TEXTO DE ESTUDIO:
^^^^^^^^^^^^^^^^

De muchas formas se habrá de argumentar que la dimensión y el sentido de la violencia no son equiparables, pero siempre estará presente la posibilidad de entender que, en apego a la verdad, los resultados de la violencia, en cualquiera de sus variantes, son los mismos: la impotencia de la mayoría de la población se convierte en miedo, volviendo exponencial la sensación de inseguridad social.
A la vista de todos y ante la perspectiva carroñera de politicastros sin escrúpulos y medios de información que viven de la nota roja, los criminales se multiplican y las organizaciones político-estudiantiles y civiles se autocriminalizan fomentando todo tipo de narrativas contra las instituciones gubernamentales y sus representantes legales, cuyo argumento es que no tienen argumentos para defenderse, porque la ley y la justicia siempre estarán en otra parte.
Esta idea de la ley como principio básico de las injusticias sociales, al parecer tiene su origen en el hecho de que vivimos en país de leyes especiales para cada grupo de poder, aunque pocas de ellas se apliquen con rigor; en un país donde cualquier ciudad puede ser paralizada con cualquier pretexto, bajo el supuesto de que esta es la única manera de hacerse escuchar, sobre todo por las autoridades judiciales; un país en donde aparentemente nadie está conforme con el gobierno electo por la vía del voto secreto e individual de acuerdo con lo dispuesto por todos los partidos políticos; en fin, un país que guarda silencio por los desaparecidos y que se vuelve formalmente cómplice de la delincuencia cuando, con cualquier pretexto de procedimiento legal, como si fueran sus legítimos defensores, dejan en libertad a secuestradores, feminicidas y narcoterroristas, pero que mantienen en la cárcel a mujeres violadas, indígenas y defensores de la naturaleza, ladrones de tortillas y estafadores de vecindario de pesos y centavos.
Este es mi país y este es el síntoma de nuestra decadente humanidad. Tengamos presente que las guerras son las expresiones menores de esta cultura que nos pone al límite del terror; hoy podemos ver y sentir que en la vida cotidiana hecha de tecnología virtual, la violencia se vuelve tan sutilmente sofisticada que la vivimos en silencio y hasta con nuestra cómplice indiferencia.
Es tan fuerte como eficiente este tipo de cultura que prácticamente ningún sistema educativo escolarizado puede librarnos de estos manifiestos del dolor y la crueldad, salvo que, alimentados de utopía, se lograra que un sistema escolar eficiente hiciera posible una educación y cultura de la equidad y el respeto pleno a la vida. Esto significaría el respeto absoluto a la vida, la preservación de los ecosistemas y la regulación planetaria de los bienes y servicios siempre al favor de los demás, que finalmente seremos nosotros mismos.
Mientras no entendamos el valor de la política para dirimir nuestras diferencias ideológicas, seguiremos predicando que felices son los indiferentes que asumen que las cosas han sido siempre así y nada se puede hacer para cambiarlas. La felicidad tiene forma de silencio cómplice y de impotencia ante la violencia que se expande como los incendios forestales y el huachicoleo, por todo el país.

^^^^^^^^^^^^^^^^

LISTADO DE FILAS:

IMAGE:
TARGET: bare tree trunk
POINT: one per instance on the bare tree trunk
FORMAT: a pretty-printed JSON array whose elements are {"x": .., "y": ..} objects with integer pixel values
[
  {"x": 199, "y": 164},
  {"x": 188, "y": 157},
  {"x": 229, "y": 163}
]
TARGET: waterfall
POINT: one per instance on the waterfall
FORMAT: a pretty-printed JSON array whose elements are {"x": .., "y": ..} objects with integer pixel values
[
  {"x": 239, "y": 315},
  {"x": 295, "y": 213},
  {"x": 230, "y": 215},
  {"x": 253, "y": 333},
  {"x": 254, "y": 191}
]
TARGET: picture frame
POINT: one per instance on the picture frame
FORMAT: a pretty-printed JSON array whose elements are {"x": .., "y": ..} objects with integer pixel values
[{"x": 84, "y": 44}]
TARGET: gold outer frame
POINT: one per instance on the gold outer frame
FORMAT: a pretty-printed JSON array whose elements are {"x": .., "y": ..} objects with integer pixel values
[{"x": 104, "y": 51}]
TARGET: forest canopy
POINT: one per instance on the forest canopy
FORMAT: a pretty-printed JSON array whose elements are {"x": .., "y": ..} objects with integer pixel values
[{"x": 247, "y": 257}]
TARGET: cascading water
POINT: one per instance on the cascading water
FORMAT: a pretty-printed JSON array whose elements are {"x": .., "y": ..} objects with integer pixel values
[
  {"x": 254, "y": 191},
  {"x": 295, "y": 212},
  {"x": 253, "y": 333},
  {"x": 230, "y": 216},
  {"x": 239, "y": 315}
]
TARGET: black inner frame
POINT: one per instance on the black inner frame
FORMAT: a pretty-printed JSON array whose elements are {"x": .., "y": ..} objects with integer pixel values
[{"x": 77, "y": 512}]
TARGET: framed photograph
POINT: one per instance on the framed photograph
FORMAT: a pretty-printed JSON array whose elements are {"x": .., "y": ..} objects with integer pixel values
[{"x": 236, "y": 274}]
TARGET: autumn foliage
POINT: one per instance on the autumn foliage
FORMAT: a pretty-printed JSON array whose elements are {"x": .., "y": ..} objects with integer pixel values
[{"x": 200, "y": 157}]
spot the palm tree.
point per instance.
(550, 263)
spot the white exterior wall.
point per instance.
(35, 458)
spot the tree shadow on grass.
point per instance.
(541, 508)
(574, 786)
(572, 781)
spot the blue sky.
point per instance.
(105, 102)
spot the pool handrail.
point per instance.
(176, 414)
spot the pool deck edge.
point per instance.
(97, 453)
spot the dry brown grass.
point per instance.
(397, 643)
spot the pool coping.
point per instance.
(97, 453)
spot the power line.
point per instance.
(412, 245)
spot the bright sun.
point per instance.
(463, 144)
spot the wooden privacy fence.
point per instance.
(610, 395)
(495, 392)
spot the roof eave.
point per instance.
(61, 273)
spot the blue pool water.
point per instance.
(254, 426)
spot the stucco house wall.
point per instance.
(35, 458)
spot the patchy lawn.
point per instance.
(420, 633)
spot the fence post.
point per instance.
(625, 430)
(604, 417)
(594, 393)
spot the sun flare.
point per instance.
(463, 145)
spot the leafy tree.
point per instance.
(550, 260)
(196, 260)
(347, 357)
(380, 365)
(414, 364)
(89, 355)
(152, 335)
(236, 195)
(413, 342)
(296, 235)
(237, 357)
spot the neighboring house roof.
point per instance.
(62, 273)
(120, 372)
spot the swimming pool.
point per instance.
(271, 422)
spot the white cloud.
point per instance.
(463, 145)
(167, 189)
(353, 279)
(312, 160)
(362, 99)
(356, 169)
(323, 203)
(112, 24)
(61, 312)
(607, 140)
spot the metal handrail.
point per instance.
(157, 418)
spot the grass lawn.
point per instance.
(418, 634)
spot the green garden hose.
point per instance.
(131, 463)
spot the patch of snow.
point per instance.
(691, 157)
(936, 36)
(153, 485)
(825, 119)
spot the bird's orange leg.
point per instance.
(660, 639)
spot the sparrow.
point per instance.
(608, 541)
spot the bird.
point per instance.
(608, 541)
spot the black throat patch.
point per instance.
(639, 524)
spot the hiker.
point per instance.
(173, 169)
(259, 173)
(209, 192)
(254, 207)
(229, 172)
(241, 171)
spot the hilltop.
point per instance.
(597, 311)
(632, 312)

^^^^^^^^^^^^^^^^

INSTRUCCIONES:
1. Según el texto sobre la violencia, ¿con qué supuesto se paraliza cualquier ciudad con cualquier pretexto? Responde en una a tres oraciones.
2. ¿Qué dice el texto sobre la violencia que son las guerras respecto de la cultura que nos pone al límite del terror?

SOLUCIONES POR ORDEN:
1. Las ciudades se paralizan bajo el supuesto de que esa es la única manera de hacerse escuchar, sobre todo por las autoridades judiciales.

2. Son las expresiones menores de esa cultura.